REQUESTS
a – Answer these questions from the book review, marking each answer (i), (ii), (iii) to match.
(i) Where did Demuth and Hartley reside one year?
(ii) Which artist seems somewhat wedged into the thesis?
(iii) What role does Hartley seem cast into?
b – Please write out the stretch of the book review from "The dissertation origins" through "into the thesis.".

SUPPLIED TEXT
§ §

The dissertation origins of the book remain prominent. The connection of Demuth to Hartley in Weinberg's conception is not well explained; the men's lives are described more on parallel tracks, even though they appeared to be involved at least as friends, such as residing in Bermuda one year during a seminal period of Demuth's artistic growth. Hartley seems cast into the role of French Lieutenant's Woman and Demuth is theorized to be more closeted than he was. Artist Paul Cadmus seems somewhat wedged into the thesis.

§ §

ENTRIES SHOWN
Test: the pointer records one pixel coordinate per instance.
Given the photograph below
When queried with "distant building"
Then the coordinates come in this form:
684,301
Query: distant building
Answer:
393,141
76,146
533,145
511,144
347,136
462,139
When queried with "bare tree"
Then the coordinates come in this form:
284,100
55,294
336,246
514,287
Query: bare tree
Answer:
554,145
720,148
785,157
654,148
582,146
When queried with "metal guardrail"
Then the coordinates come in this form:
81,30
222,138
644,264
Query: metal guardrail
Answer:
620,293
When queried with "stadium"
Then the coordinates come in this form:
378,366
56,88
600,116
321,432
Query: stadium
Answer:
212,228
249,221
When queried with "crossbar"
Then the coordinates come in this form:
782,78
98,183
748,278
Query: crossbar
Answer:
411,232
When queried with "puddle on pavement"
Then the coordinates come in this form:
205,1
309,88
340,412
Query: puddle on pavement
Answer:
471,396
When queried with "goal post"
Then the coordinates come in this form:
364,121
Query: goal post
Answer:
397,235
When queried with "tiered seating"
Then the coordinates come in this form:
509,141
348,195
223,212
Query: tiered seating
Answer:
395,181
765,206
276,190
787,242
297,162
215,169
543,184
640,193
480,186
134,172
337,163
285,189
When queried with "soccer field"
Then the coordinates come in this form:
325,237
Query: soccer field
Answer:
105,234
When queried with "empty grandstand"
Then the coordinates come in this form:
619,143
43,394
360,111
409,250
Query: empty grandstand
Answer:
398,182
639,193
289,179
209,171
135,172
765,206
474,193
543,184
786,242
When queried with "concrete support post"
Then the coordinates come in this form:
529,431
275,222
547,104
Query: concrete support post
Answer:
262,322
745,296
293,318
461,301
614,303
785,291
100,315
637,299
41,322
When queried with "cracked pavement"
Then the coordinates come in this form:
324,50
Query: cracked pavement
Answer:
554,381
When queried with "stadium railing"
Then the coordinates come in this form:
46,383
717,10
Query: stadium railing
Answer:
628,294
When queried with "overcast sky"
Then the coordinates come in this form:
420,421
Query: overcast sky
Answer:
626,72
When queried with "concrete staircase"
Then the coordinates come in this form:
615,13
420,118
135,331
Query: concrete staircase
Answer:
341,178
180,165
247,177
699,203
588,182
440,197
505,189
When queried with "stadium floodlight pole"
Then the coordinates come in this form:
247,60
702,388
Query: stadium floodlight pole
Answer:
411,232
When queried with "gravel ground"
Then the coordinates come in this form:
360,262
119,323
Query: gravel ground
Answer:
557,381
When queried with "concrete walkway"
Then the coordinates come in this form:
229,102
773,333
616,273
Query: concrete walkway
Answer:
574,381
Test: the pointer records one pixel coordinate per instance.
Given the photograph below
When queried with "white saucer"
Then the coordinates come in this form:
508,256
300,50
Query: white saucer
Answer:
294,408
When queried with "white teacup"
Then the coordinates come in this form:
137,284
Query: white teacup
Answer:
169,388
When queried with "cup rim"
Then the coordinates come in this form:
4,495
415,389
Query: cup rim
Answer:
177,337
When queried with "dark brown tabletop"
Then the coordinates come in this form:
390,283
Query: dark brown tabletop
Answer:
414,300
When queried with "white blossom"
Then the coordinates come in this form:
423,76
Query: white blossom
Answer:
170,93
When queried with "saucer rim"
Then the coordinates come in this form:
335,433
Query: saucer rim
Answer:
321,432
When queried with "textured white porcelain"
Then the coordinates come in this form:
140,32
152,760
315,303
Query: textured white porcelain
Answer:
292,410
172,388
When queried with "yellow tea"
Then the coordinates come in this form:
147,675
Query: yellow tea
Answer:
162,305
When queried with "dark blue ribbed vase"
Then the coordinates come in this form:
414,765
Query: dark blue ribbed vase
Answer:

§ §

EXERCISE SOLUTIONS
a –
(i) Bermuda
(ii) Paul Cadmus
(iii) The role of French Lieutenant's Woman

b –
The dissertation origins of the book remain prominent. The connection of Demuth to Hartley in Weinberg's conception is not well explained; the men's lives are described more on parallel tracks, even though they appeared to be involved at least as friends, such as residing in Bermuda one year during a seminal period of Demuth's artistic growth. Hartley seems cast into the role of French Lieutenant's Woman and Demuth is theorized to be more closeted than he was. Artist Paul Cadmus seems somewhat wedged into the thesis.